• PROBLEM: Make your reply a word-for-word repeat of the records.

(Recorded data)
*** Block opens ***
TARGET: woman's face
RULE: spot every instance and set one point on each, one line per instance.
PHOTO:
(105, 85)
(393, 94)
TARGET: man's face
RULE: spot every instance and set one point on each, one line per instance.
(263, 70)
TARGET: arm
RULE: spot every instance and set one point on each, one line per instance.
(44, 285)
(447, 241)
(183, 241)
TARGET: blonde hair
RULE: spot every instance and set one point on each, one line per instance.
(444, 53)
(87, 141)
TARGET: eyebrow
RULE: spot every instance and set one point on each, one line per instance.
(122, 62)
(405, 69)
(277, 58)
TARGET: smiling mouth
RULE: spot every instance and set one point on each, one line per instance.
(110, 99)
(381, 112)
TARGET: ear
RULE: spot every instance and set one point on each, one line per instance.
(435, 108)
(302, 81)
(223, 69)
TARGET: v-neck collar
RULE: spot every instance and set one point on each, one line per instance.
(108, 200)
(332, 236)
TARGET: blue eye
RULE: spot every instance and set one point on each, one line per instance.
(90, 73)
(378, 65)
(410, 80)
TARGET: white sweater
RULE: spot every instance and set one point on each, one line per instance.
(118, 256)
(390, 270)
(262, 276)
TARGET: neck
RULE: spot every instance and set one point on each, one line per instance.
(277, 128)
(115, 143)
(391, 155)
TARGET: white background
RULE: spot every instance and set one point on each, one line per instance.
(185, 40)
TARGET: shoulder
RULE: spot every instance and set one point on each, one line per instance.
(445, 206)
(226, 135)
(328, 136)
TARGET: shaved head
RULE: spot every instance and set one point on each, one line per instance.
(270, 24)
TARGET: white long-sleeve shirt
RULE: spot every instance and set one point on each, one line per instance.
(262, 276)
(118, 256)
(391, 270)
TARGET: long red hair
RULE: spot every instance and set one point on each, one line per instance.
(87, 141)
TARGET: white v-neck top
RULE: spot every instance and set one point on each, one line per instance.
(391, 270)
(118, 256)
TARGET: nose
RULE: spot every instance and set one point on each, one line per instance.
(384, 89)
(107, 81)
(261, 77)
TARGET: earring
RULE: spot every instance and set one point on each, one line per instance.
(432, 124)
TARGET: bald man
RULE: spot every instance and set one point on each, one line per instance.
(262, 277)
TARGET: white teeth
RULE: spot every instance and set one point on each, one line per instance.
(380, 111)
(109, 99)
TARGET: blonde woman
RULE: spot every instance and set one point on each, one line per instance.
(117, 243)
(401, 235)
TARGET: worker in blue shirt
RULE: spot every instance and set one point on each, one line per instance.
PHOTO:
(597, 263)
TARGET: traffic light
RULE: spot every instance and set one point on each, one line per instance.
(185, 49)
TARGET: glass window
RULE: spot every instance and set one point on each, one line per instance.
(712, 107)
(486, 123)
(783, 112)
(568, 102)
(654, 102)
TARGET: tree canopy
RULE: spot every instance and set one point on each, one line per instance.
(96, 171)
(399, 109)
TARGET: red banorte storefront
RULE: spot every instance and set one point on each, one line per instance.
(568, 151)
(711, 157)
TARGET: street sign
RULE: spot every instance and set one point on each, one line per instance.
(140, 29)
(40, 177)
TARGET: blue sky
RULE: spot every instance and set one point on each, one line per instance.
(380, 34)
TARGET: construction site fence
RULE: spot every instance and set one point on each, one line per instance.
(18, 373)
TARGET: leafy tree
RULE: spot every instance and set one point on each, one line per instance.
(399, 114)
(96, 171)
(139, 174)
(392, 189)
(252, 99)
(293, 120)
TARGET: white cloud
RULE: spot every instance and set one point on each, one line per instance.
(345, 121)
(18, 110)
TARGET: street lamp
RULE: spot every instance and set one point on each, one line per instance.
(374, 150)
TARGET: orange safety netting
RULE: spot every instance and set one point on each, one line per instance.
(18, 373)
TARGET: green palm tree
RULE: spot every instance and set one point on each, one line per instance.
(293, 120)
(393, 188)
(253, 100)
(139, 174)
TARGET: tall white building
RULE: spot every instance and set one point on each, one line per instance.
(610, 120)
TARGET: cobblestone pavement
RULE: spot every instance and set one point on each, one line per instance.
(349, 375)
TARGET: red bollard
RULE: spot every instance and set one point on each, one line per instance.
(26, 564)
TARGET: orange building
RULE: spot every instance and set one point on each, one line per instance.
*** Block closes ***
• RESULT BELOW:
TARGET: woman's face
RULE: spot every instance and set one point on each, one line per instance.
PHOTO:
(105, 85)
(393, 94)
TARGET: man's face
RULE: spot every instance and set one point on each, one line per instance.
(263, 70)
TARGET: arm
RULE: spot every instance and set one point on each, one line per instance.
(44, 285)
(447, 241)
(183, 241)
TARGET: blonde hair
RULE: spot every instance and set one point on each, one line per instance.
(444, 53)
(87, 141)
TARGET: eyebrow
RULE: spot every instance and set one point on each, one line per instance.
(122, 62)
(405, 69)
(277, 58)
TARGET: smiling mouth
RULE: spot every instance and set one point on each, one line per instance.
(110, 99)
(381, 112)
TARGET: ear
RULE: spot every instance and set one point on each, one line per instance.
(435, 108)
(302, 81)
(223, 69)
TARGET: v-neck collar
RULE: spot every instance and set one point on each, one line per instance.
(108, 200)
(332, 236)
TARGET: blue eye
RULE: spot every instance and set one point on each, one line per instance.
(90, 73)
(378, 65)
(410, 80)
TARGET: white sweater
RULE: spot every instance and set one point on each, one line per instance.
(118, 256)
(390, 270)
(262, 276)
TARGET: neck
RULE: spot every instance and set one point on each, one line per instance.
(277, 128)
(115, 143)
(391, 155)
TARGET: white background
RULE: spot every instance and set one point on each, one line per instance.
(185, 40)
TARGET: shoulder
RULE: spot every instance and set one point on each, one line per instance.
(445, 206)
(226, 135)
(328, 136)
TARGET: shaved head
RULE: spot every instance and set one point on each, one line per instance.
(270, 24)
TARGET: white long-sleeve shirt
RULE: spot every instance and set one point on each, one line per instance.
(262, 276)
(118, 256)
(391, 270)
TARGET: long red hair
RULE: spot every instance and set one point on each, one line per instance.
(87, 141)
TARGET: white v-neck top
RULE: spot every instance and set one point on each, one line per instance.
(391, 270)
(118, 256)
TARGET: nose
RULE: spot every instance and set one point on each, one line per instance.
(384, 89)
(107, 81)
(261, 77)
TARGET: earring
RULE: spot every instance and set one point on each, one line per instance.
(432, 124)
TARGET: bald man
RULE: spot every instance and set one point on each, one line per instance.
(262, 277)
TARGET: white teeth
RULE: spot every instance and set one point on each, one line per instance.
(380, 111)
(109, 99)
TARGET: blonde woman
RULE: spot every instance and set one point on each, one line per instance.
(117, 243)
(401, 235)
TARGET: worker in blue shirt
RULE: spot every instance and set one point on each, one line per instance.
PHOTO:
(597, 263)
TARGET: traffic light
RULE: spot every instance and set one point on each, one line per instance.
(185, 49)
TARGET: glass window
RULE: spot every instance and set one point on each, one line per instance.
(712, 107)
(486, 123)
(783, 112)
(568, 102)
(654, 102)
TARGET: tree canopy
RULE: spot every instance and set one point on each, one line per instance.
(96, 171)
(399, 109)
TARGET: red banorte storefront
RULE: spot every instance and set one point on each, one line per instance.
(568, 151)
(711, 157)
TARGET: street sign
RULE: spot every instance and set one point on each, one line per instance.
(140, 29)
(40, 177)
TARGET: blue sky
RULE: spot every instance and set one point on each, one line per instance.
(380, 34)
TARGET: construction site fence
RULE: spot every instance and set one point on each, one line per instance.
(18, 373)
TARGET: leafy tree
RULE: spot every instance and set one point on each, one line per instance.
(399, 114)
(96, 171)
(139, 174)
(392, 189)
(252, 99)
(293, 120)
TARGET: white cloud
RULE: spot every instance and set one point on each, one line per instance.
(345, 121)
(18, 110)
TARGET: street lamp
RULE: spot every instance and set one point on each, one line per instance.
(374, 150)
TARGET: orange safety netting
RULE: spot every instance and set one point on each, one line per instance.
(18, 373)
TARGET: green palm tree
RULE: spot every instance and set one point on each, one line per instance.
(293, 120)
(393, 188)
(253, 100)
(139, 174)
TARGET: tall white building
RULE: spot every instance and set one point on each, one line per instance.
(610, 120)
TARGET: cobblestone pavement
RULE: spot every instance and set one point on each, one line per instance.
(349, 375)
TARGET: red bollard
RULE: spot every instance and set one point on each, one line per instance.
(26, 564)
TARGET: orange building
RULE: spot every instance and set one point on each, one line per instance.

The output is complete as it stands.